-- BEGIN --

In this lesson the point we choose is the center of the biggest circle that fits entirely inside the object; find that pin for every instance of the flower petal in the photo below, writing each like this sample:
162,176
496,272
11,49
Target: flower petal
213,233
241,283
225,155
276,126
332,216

-- END --

### Given problem
Repeat all of the data above, requests included, with every point coordinate in the answers multiplied by 1.45 and rounded to a whole number, halves rounding up. Leave the numbers in the requests and their format samples unchanged.

### Exercise result
In this lesson the point we choose is the center of the biggest circle that fits entirely inside the object; find that pin for every instance of the flower petal in the photo below, writing each like this sample:
162,176
496,272
11,49
Target: flower petal
309,338
349,410
326,225
400,183
481,313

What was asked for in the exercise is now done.